## WHAT YOU NEED TO DO
Filter the data below, keeping only lines that contain "Detect".

[Data items]
== Segment start ==

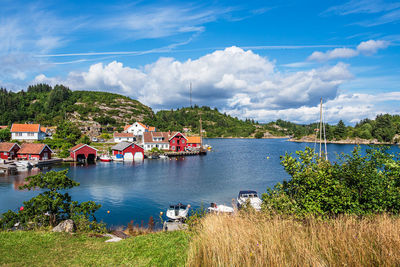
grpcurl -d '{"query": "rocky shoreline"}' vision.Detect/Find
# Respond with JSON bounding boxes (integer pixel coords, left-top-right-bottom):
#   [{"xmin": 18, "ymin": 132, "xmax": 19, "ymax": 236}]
[{"xmin": 288, "ymin": 136, "xmax": 397, "ymax": 145}]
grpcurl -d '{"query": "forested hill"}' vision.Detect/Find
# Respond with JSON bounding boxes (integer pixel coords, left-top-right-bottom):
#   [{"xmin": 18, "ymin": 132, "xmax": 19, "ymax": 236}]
[
  {"xmin": 0, "ymin": 84, "xmax": 154, "ymax": 126},
  {"xmin": 263, "ymin": 116, "xmax": 400, "ymax": 143},
  {"xmin": 144, "ymin": 106, "xmax": 257, "ymax": 138}
]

== Segment end ==

## COMPLETED TASK
grpcurl -d '{"query": "rocky shoreline"}' vision.Detect/Find
grpcurl -d '{"query": "forested hill"}' vision.Detect/Find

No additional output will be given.